What to do:
Retype the entries exactly, keeping every line intact.

Supplied records:
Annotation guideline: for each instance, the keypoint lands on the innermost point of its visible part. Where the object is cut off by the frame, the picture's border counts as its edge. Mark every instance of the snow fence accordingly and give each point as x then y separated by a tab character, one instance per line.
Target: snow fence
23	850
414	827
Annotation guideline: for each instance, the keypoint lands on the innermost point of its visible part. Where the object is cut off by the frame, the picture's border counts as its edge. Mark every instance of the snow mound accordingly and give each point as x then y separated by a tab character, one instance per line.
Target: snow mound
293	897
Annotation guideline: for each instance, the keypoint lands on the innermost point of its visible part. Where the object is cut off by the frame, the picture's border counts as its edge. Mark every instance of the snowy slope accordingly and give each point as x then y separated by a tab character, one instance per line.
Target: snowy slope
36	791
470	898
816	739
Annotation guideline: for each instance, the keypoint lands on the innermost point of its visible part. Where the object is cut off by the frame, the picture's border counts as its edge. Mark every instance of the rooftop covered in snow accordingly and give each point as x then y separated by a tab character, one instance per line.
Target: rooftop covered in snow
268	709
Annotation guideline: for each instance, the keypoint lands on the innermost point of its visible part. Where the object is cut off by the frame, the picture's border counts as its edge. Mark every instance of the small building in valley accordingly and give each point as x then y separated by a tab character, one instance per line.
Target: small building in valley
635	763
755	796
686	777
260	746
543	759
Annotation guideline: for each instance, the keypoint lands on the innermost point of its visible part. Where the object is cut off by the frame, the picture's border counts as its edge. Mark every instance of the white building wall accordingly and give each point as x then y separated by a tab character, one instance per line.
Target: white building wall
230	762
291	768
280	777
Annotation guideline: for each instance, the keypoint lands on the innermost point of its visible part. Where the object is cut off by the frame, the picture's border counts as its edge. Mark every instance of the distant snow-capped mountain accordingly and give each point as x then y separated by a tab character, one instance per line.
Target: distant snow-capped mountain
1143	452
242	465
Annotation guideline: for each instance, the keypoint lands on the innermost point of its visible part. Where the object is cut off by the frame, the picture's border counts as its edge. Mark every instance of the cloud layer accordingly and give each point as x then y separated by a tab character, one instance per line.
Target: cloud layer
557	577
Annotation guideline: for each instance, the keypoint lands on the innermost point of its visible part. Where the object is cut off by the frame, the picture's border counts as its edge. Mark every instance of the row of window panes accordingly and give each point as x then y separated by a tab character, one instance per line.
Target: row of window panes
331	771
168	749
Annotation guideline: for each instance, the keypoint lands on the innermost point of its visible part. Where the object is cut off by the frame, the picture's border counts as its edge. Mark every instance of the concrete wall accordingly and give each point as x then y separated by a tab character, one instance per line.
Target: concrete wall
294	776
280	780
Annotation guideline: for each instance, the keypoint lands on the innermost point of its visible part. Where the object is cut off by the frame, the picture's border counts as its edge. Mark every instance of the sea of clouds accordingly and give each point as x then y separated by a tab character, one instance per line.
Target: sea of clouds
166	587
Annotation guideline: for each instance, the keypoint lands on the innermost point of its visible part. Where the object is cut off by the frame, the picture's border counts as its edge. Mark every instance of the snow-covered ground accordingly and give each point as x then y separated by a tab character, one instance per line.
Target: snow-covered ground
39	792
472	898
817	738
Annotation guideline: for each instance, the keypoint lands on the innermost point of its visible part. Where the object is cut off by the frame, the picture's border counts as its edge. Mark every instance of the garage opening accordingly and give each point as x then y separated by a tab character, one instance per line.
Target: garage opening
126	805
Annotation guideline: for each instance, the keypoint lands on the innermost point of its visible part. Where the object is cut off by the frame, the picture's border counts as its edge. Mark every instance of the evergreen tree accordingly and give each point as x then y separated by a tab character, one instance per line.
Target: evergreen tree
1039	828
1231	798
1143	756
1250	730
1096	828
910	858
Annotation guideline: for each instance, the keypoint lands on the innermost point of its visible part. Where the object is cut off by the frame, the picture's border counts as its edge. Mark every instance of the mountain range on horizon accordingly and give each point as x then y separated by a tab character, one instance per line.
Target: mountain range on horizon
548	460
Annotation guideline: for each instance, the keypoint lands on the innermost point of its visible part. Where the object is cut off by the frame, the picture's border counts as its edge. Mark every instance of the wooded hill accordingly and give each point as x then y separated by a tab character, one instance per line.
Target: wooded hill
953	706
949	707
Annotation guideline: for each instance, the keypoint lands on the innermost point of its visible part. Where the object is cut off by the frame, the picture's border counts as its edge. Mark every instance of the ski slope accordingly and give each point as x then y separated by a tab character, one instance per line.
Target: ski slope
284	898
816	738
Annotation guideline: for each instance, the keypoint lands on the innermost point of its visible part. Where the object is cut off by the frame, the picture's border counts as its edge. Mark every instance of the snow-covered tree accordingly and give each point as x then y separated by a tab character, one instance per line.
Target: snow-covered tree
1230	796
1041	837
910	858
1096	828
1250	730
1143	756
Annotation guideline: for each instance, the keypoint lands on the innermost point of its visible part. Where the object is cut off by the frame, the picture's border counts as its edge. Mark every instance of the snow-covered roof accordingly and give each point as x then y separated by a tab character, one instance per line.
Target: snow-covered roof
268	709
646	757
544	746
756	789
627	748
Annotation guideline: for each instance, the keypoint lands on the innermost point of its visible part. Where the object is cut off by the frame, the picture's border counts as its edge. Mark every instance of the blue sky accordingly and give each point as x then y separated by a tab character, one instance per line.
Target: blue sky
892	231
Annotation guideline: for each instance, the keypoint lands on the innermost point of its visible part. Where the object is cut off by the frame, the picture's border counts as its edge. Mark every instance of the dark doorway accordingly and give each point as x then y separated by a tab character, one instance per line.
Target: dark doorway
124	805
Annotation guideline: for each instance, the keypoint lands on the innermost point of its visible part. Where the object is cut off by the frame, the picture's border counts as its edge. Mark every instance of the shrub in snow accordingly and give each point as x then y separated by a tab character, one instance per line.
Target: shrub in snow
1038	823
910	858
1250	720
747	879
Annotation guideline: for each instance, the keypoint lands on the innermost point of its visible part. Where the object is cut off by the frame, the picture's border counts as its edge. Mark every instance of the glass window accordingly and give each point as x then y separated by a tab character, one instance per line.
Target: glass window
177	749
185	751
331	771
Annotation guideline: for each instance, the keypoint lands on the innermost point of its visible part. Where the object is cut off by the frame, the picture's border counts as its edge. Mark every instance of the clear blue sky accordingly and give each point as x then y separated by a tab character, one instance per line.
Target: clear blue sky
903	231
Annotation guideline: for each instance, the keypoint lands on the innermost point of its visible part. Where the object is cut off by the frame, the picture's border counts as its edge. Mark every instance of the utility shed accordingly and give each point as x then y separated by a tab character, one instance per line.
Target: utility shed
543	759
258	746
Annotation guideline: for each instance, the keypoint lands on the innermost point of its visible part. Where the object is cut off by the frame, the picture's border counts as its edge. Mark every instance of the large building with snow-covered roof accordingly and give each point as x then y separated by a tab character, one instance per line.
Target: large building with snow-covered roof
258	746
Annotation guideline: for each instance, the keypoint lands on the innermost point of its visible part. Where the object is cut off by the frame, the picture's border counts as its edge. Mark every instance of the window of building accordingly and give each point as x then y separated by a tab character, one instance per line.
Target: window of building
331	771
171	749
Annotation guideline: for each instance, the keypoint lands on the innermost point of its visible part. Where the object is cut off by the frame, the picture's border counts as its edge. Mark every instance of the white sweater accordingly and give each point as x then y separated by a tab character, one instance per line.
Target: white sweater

Expected output:
Annotation guideline: for each instance, the keypoint lands on the innermost point of its visible part. Where the object is cut off by the frame, the picture's border counts as its edge. Mark every instance of the snow fence accordingly and give each point as x then y separated by a tab character, one instance per line.
Target: snow fence
23	850
414	827
Annotation guideline: for each instance, the keypoint lands on the innermost point of its visible part. Where the object is cut off by the frame, the picture's border counts as its edge. Mark every instance of the snow mound accordingly and give each point as x then y separated by a tab character, one instance per line.
Target: snow mound
293	897
Annotation guideline: for each instance, the keypoint lands on the innermost point of its visible part. Where the object is cut off by the frame, the picture's border counts as its edge. Mark every instance of the snowy slope accordingly and give each point as x then y separated by a tab character, one instance per line.
Target: snowy slope
36	791
470	898
816	739
Annotation guideline: for each instance, the keypoint lands on the innermost point of its visible part. Where the object is cut off by the frame, the picture's border counts as its edge. Mark every instance of the rooftop covered in snow accordingly and give each point as x then y separated by a tab character, one instance per line.
Target: rooftop covered in snow
268	709
Annotation guideline: for each instance, the keypoint lands on the innermost point of its visible part. Where the object is cut off by the frame, the picture's border counts as its edge. Mark every instance of the small building in valley accordingly and give each point as x then y separated by a tab character, one instance per line.
Target: small building in valley
635	763
755	796
686	777
260	746
543	759
Annotation guideline: for each instance, the keypoint lands on the innermost point of its visible part. Where the object is cut off by the frame, the picture's border counts as its edge. Mark every instance of the white building wall accordingly and give each point as x then y separated by a tab character, one instance per line.
Target: white building wall
230	762
291	768
280	777
Annotation guideline: for each instance, the keypoint lands on the innermost point of its visible part. Where the object is cut off by the frame, the picture's border counts as its edge. Mark every instance of the distant snow-capped mountain accordingly and give each point as x then y separated by a tab character, one instance per line.
Target: distant snow-capped mountain
1143	452
242	465
Annotation guideline: for each instance, the keypoint lands on the innermost point of its visible part. Where the object is cut off by the frame, the picture's border counts as its edge. Mark every instance of the cloud layer accordingly and give each point as x then y separated by a tab character, one instance per line.
Target: cloud layer
557	577
Annotation guideline: for each instance, the keypoint lands on the innermost point of its visible part. Where the object is cut off by the frame, the picture's border counts as its edge. Mark every instance of the row of window panes accordingly and give each point as x then y separated by a tab character, one instance per line.
Target: row of window panes
331	771
168	749
Annotation guideline: for each instance, the keypoint lands on the innermost point of its visible part. Where the object is cut off by the frame, the picture's border counts as its edge. Mark every instance of the concrete wall accordingly and give each point as x then y separated by a tab character, one instance per line.
Target: concrete wall
294	776
280	780
Annotation guideline: for each instance, the keypoint lands on the innermost point of its visible part. Where the object is cut off by the frame, the picture's border counts as its edge. Mark every instance of the sea of clouds accordingly and give each point as x then y separated by a tab character, one instance per line.
Target: sea of clouds
166	587
Annotation guideline: for each instance, the keypoint lands on the innermost point of its visible part. Where the object is cut off by the frame, the picture's border counts as its edge. Mark every instance of the snow-covered ground accordingly and give each point as x then y separated by a tab character, one instance per line.
Target: snow-covered ground
39	792
472	898
817	738
Annotation guideline: for each instance, the keypoint lands on the innermost point of its visible part. Where the object is cut off by the frame, the picture's border counts as its edge. Mark every instance of the garage opening accordingly and give each point as x then y separated by a tab character, one instance per line.
Target: garage opening
126	805
Annotation guideline: for each instance, the keypoint lands on the innermost point of its visible part. Where the object is cut off by the frame, the picture's border counts as its edge. Mark every instance of the evergreen tree accordingly and give each point as x then y separated by a tab character, one instance per line.
Target: evergreen tree
1039	828
1231	798
1143	756
1250	730
1096	828
910	858
Annotation guideline: for each instance, the keypoint lands on the innermost point of its visible part. Where the object is cut off by the frame, the picture's border counts as its edge. Mark every instance of the mountain range on horizon accordingly and give each point as x then y separated by a tab character, one instance per line.
Target: mountain range on horizon
548	460
Annotation guideline: for each instance, the keypoint lands on the innermost point of its visible part. Where the object is cut off by the frame, the picture's border counts as its edge. Mark every instance of the wooded hill accordingly and give each point as x then y separated by a tab character, one instance per line.
Target: wooded hill
953	706
949	707
Annotation guideline: for each instance, the keypoint lands on the innermost point of its visible part. Where the object is cut off by the frame, the picture's border counts as its edge. Mark every instance of the ski slope accordingly and give each point as x then y separated by a tab character, one instance per line.
Target: ski slope
284	898
816	738
Annotation guideline: for each instance, the keypoint lands on the innermost point of its visible part. Where the object is cut off by the frame, the picture's border counts as its edge. Mark every instance of the snow-covered tree accordingly and give each point as x then y separated by a tab character, one instance per line.
Target: snow-covered tree
1230	796
1041	837
910	858
1096	828
1250	730
1143	756
Annotation guideline: for each instance, the keypoint lands on the innermost point of its visible part. Where the object is cut off by the frame, the picture's border counts as its edge. Mark every instance of the snow-covered roof accordingly and give each point as x then y separated by a tab character, one instance per line.
Target: snow-covered roof
268	709
646	757
544	746
756	789
627	748
Annotation guideline: for each instance, the keypoint lands on the innermost point of its visible part. Where the object is cut off by the frame, the picture's border counts as its edge. Mark every instance of the blue sky accordingly and give each point as x then y separated by a tab character, one instance per line.
Target: blue sky
892	231
Annotation guideline: for each instance, the keypoint lands on the innermost point of its visible part. Where the object is cut off by the frame, the picture's border counts as its edge. Mark every instance of the dark doorway accordingly and give each point as x then y separated by a tab character, one instance per line.
Target: dark doorway
124	805
Annotation guideline: for each instance, the keypoint lands on the innermost point of its visible part. Where the object is cut off by the frame, the picture's border counts as its edge. Mark every instance of the shrub in snow accordingly and give each point as x then y separated by a tab character, one instance per line.
Target: shrub in snow
1038	823
910	858
1250	720
747	879
Annotation guideline: for each instance, the keypoint lands on the innermost point of its visible part. Where the object is cut off by the frame, the picture's border counts as its edge. Mark every instance of the glass window accordingly and give each point as x then y separated by a tab character, one instance per line.
Target: glass window
177	749
185	751
331	771
Annotation guideline: for each instance, the keypoint lands on the innermost point of its visible part. Where the object is cut off by the frame, the picture's border counts as its edge. Mark every instance of the clear blue sky accordingly and give each point as x then y separated by a tab character, one instance per line.
Target: clear blue sky
903	231
Annotation guideline: for each instance, the keypoint lands on the innermost point of its visible part. Where the object is cut off by the frame, the picture's border counts as its edge. Mark every instance of the utility shed accordingly and give each point as x then y separated by a tab character, one instance per line.
Target: utility shed
543	759
258	746
Annotation guideline: for each instance, the keypoint lands on the innermost point of its visible part. Where the object is cut off by the frame, the picture's border counts as its edge. Mark every instance of the large building with snow-covered roof accordingly and give each point as x then y separated by a tab character, one instance per line.
Target: large building with snow-covered roof
258	746
Annotation guideline: for each instance, the keypoint lands on the innermost point of its visible part. Where the object is cut off by the frame, the picture's border counts as its edge. Mark every instance of the window of building accordingly and give each point as x then y separated by a tab character, one instance per line.
Target: window of building
331	771
171	749
Annotation guideline: for each instance, the keypoint lands on the innermost point of its visible part. Where the object is cut off by the frame, the picture's border counts as its edge. Mark every instance of the white sweater accordingly and give each point as x then y separated by a tab character, one instance per line.
Target: white sweater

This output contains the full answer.